**Problem statement:** Set down, word for word, the lines below from the very first one through the line containing "x=543 y=376".

**Records supplied:**
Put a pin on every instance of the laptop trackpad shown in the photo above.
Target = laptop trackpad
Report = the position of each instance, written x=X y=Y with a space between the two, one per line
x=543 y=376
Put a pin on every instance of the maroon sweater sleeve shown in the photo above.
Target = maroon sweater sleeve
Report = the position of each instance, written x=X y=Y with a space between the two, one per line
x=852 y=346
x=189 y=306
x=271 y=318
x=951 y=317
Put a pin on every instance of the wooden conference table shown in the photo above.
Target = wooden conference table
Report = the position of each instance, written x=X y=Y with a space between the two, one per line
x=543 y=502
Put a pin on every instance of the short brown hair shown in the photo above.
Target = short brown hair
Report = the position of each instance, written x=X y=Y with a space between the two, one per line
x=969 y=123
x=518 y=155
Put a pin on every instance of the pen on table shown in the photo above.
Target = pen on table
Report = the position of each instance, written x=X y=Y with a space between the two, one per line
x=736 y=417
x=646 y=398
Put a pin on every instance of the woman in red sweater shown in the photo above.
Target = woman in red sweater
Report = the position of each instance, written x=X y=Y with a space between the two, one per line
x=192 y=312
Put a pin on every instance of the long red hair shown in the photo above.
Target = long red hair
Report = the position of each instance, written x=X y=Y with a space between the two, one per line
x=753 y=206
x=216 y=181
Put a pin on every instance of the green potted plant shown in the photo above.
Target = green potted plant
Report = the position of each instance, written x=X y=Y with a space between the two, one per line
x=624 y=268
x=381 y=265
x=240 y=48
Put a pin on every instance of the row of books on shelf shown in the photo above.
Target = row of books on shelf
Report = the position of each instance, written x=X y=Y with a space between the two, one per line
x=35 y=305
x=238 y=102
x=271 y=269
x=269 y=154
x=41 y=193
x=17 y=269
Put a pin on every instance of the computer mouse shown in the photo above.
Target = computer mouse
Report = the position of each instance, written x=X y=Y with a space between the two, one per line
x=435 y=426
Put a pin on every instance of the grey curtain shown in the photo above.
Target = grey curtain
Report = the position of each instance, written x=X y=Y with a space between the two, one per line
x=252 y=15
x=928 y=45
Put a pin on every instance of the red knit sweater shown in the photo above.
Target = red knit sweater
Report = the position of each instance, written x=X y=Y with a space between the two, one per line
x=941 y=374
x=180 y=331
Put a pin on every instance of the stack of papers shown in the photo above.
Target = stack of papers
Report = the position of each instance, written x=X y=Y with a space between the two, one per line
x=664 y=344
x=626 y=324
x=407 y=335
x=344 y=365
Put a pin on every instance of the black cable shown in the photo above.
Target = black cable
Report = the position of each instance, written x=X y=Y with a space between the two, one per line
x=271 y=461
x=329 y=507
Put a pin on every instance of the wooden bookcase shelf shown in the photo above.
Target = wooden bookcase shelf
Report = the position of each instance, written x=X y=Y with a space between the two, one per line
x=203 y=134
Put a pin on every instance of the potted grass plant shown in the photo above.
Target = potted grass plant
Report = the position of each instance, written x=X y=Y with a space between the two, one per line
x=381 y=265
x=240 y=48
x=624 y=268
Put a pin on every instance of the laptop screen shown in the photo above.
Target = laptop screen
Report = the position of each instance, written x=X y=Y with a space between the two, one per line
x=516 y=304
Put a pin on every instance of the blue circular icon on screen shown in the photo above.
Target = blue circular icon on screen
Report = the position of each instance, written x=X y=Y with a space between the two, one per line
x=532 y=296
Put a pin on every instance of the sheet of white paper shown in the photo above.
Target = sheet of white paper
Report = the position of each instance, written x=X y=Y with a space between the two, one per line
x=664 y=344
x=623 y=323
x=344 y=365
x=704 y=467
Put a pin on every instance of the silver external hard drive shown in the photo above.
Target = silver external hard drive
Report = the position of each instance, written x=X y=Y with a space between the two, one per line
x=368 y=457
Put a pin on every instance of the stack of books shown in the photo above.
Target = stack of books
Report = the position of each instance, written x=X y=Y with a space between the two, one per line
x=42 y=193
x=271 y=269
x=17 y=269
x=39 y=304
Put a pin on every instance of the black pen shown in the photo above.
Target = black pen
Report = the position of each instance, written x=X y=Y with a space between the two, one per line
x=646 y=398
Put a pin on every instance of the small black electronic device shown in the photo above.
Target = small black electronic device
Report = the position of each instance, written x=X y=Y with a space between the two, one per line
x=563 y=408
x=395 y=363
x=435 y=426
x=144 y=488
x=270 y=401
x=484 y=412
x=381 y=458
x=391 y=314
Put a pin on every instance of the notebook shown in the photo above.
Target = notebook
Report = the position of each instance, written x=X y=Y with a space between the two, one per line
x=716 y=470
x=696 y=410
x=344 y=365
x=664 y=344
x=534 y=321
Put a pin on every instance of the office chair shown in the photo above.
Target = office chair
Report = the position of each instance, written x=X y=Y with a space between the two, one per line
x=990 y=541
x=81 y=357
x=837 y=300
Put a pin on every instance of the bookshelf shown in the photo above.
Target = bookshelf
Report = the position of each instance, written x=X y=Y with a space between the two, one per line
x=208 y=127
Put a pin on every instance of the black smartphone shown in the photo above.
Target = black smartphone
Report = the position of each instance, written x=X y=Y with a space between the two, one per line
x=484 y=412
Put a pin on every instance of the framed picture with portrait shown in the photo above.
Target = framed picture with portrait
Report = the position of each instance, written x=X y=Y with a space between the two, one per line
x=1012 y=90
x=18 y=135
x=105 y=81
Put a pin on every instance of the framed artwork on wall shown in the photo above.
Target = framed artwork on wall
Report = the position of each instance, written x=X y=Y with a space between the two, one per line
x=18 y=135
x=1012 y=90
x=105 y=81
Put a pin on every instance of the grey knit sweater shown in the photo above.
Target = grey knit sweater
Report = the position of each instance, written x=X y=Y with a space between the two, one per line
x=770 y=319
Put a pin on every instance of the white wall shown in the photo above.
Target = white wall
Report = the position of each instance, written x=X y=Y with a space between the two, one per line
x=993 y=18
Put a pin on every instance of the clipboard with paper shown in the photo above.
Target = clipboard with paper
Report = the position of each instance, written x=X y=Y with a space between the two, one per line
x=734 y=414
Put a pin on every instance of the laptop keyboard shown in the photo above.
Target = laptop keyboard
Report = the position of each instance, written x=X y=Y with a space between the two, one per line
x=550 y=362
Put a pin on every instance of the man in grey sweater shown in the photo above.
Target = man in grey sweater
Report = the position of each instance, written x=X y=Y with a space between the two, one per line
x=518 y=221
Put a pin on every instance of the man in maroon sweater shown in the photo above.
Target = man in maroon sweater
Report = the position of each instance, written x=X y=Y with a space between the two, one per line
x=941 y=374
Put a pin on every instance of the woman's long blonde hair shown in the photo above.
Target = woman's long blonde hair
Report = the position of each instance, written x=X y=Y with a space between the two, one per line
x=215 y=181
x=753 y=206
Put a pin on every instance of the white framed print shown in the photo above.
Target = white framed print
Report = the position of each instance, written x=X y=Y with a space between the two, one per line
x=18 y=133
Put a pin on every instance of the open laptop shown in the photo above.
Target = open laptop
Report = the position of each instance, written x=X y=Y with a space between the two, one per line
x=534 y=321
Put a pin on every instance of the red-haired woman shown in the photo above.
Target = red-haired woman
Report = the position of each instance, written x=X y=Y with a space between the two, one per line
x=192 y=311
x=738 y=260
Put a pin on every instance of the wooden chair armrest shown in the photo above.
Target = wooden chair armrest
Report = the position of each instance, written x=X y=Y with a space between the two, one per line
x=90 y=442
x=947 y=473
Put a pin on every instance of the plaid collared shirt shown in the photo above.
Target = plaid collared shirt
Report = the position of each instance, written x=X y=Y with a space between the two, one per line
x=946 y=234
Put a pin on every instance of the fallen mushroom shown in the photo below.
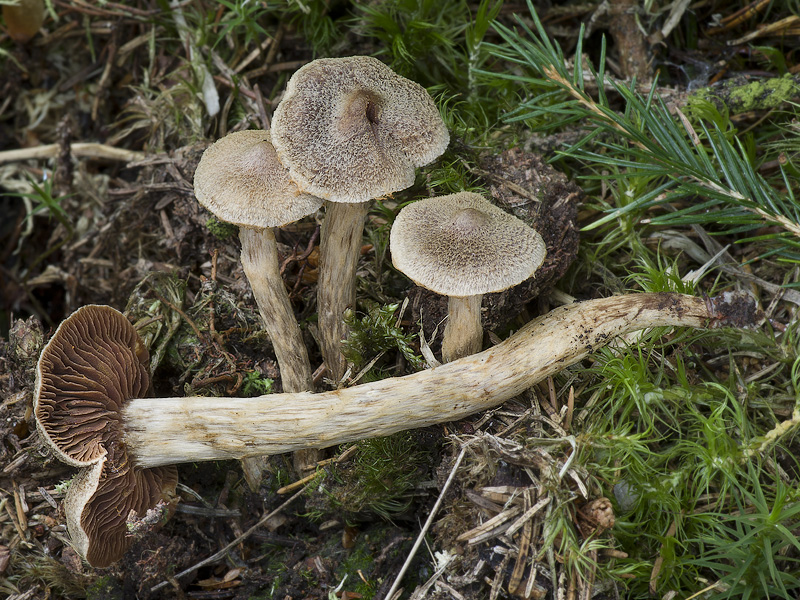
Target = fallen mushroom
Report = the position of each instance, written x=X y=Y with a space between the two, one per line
x=240 y=180
x=92 y=368
x=462 y=246
x=350 y=130
x=94 y=363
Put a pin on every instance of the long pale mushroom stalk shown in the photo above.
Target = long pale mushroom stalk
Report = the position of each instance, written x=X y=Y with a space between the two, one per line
x=340 y=248
x=261 y=266
x=173 y=430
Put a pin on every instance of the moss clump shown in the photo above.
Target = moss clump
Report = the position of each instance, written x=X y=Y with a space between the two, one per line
x=739 y=96
x=380 y=478
x=104 y=588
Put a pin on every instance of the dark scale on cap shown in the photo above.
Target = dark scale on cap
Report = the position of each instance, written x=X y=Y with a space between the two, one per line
x=94 y=364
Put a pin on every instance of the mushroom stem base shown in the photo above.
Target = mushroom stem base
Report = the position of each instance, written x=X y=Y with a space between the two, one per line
x=260 y=262
x=172 y=430
x=340 y=247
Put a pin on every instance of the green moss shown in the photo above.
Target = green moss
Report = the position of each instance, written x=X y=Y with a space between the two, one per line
x=381 y=476
x=104 y=588
x=737 y=96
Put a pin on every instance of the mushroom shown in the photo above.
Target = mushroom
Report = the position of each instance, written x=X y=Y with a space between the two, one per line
x=350 y=130
x=240 y=180
x=164 y=431
x=463 y=246
x=92 y=366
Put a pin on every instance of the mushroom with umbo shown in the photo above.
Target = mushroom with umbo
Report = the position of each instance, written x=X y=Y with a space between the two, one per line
x=350 y=130
x=463 y=246
x=240 y=180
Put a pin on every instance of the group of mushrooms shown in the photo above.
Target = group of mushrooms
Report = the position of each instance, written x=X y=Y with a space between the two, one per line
x=348 y=130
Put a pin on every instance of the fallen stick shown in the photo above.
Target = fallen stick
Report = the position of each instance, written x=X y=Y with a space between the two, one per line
x=92 y=374
x=79 y=149
x=173 y=430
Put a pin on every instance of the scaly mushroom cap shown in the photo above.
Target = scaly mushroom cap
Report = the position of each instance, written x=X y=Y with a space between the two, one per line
x=93 y=365
x=463 y=245
x=240 y=180
x=351 y=129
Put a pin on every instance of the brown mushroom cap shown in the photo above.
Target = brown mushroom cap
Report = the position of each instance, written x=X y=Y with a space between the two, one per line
x=101 y=497
x=93 y=365
x=240 y=180
x=351 y=129
x=463 y=245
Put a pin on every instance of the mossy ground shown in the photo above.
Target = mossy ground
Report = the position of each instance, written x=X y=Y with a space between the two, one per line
x=666 y=431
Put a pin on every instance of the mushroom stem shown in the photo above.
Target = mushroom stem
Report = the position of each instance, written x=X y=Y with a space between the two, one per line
x=172 y=430
x=260 y=261
x=340 y=247
x=463 y=334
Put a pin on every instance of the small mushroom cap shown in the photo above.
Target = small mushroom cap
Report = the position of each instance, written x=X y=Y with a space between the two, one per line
x=463 y=245
x=351 y=129
x=240 y=180
x=94 y=363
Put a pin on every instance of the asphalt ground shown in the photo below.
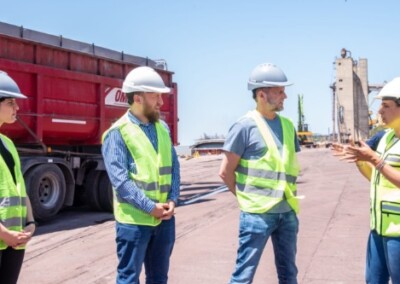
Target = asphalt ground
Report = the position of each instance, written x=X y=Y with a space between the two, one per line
x=79 y=245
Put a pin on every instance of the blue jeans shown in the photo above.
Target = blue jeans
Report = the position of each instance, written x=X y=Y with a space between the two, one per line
x=383 y=259
x=254 y=231
x=152 y=246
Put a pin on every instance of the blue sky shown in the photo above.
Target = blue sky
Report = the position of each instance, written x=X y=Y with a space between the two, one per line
x=212 y=46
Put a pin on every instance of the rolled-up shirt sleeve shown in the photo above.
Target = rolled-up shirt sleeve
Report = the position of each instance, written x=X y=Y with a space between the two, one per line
x=115 y=154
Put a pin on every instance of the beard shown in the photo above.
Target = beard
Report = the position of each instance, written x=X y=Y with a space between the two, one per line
x=152 y=115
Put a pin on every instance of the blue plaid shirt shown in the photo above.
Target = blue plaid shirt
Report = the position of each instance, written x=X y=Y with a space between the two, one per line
x=119 y=162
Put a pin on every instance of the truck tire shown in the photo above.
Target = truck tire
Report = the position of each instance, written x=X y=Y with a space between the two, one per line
x=46 y=189
x=91 y=189
x=105 y=193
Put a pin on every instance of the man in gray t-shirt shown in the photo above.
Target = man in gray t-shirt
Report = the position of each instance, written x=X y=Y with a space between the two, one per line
x=260 y=168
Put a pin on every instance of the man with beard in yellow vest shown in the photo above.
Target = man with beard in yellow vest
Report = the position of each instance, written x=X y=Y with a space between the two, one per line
x=381 y=166
x=144 y=171
x=260 y=167
x=17 y=225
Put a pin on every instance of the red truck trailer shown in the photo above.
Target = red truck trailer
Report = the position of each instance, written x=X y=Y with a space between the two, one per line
x=74 y=95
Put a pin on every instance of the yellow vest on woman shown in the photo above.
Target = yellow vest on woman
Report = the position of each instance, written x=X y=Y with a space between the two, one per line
x=261 y=184
x=12 y=195
x=153 y=170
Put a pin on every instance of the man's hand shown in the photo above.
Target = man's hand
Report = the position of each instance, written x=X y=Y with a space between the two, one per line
x=15 y=239
x=169 y=210
x=159 y=210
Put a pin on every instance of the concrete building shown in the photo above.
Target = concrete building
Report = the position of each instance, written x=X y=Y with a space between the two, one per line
x=351 y=98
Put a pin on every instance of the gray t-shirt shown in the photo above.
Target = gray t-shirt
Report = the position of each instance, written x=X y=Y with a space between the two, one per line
x=245 y=140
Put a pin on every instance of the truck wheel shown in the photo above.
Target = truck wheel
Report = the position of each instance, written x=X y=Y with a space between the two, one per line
x=91 y=191
x=46 y=189
x=105 y=193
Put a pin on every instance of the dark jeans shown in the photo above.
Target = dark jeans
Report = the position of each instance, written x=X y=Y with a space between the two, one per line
x=10 y=265
x=152 y=246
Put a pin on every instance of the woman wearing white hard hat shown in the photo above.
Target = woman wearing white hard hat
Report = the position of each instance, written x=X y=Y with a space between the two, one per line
x=382 y=168
x=16 y=219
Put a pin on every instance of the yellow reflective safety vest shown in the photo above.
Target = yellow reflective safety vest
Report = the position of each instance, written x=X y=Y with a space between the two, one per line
x=263 y=183
x=384 y=196
x=153 y=170
x=12 y=196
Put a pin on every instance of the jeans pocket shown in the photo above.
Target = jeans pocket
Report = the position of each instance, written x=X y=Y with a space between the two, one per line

**Answer to this problem:**
Put a pin on every instance of the laptop trackpad shown in the photo above.
Target = laptop trackpad
Report = the position of each instance, written x=X y=Y with a space between the two, one per line
x=543 y=376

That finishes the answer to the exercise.